Wednesday, September 28, 2011


Just after I wrote the post about 207 Meetinghouse Lane, I discovered two other houses that look just like it.

First, one Saturday while out perusing garage/yard sales (a great way to tour historic architecture), I came across 187 Meetinghouse Lane, just two doors west of #205. Huh. Almost an identical twin, except that its porch hasn’t been altered, the panes in the triangular window are slightly different, and the second story window over the first floor bay window projection has been replace over the years. #187 also has a few rows of scalloped shingles in the front gable end, whereas #207 seems to have had its shingles either replaced or covered over with new shingles at some point.

Then, on my way home one day, I passed a house I have passed a hundred times: 180 Halsey Street. But for the first time I noticed it was just like those two houses on Meetinghouse Lane. Huh. This one however, is the mirror image of the first two, and also has its front porch intact. But like the others, some of its details have also changed over the years.

Some of you are probably saying, “So what? There are lots of “lookalike” (even facsimile) houses in the Village.” And you would be right. But I can’t help imagining that the builder of all these houses may have been the same person, and if one of the owners, or their neighbors, knows who built one of these houses, they probably know who built the others too. That would be interesting to know, at least to me.

But yes, the same design for a house is often built repeatedly, even way back when, and especially today.

Given records>
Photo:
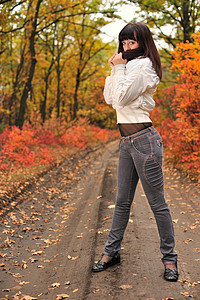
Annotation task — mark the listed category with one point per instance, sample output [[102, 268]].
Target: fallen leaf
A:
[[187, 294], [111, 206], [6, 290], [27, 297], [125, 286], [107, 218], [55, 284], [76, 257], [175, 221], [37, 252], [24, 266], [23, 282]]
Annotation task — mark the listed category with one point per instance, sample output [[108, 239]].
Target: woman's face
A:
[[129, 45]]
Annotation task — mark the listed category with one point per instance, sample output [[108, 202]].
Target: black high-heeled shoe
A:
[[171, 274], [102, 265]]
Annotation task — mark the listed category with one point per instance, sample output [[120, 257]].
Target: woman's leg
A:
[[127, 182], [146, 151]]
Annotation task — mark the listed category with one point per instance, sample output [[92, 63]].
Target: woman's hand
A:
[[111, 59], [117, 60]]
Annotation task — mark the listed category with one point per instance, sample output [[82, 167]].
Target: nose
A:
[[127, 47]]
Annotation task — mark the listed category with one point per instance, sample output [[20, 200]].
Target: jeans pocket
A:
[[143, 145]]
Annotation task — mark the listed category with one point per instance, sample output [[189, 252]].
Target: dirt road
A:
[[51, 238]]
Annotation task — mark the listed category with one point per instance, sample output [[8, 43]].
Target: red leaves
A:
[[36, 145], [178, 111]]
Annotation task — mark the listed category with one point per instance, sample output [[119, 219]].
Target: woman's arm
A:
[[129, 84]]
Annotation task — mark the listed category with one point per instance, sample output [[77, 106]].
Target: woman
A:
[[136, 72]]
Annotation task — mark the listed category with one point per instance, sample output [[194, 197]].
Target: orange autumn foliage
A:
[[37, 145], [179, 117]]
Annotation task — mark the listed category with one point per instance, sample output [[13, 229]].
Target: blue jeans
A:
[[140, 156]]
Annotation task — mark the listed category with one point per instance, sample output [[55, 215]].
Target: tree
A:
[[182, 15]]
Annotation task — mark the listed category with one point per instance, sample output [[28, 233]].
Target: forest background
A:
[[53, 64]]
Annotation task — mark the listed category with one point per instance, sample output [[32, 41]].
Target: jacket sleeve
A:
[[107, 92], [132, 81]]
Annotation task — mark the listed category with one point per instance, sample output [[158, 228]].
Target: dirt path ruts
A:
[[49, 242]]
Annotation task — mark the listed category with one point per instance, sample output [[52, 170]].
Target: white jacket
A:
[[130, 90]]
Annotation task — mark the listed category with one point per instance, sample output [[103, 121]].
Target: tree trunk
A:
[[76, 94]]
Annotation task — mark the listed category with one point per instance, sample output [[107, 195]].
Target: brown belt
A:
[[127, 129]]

Exercise> List each way the blog post says the house at 187 Meetinghouse Lane differs from the one at 207 Meetinghouse Lane. Rely only on the blog post for what comes next.

Task answer>
- Its porch hasn't been altered.
- The panes in the triangular window are slightly different.
- The second story window over the first floor bay window projection has been replaced over the years.
- It has a few rows of scalloped shingles in the front gable end, whereas #207 seems to have had its shingles replaced or covered over.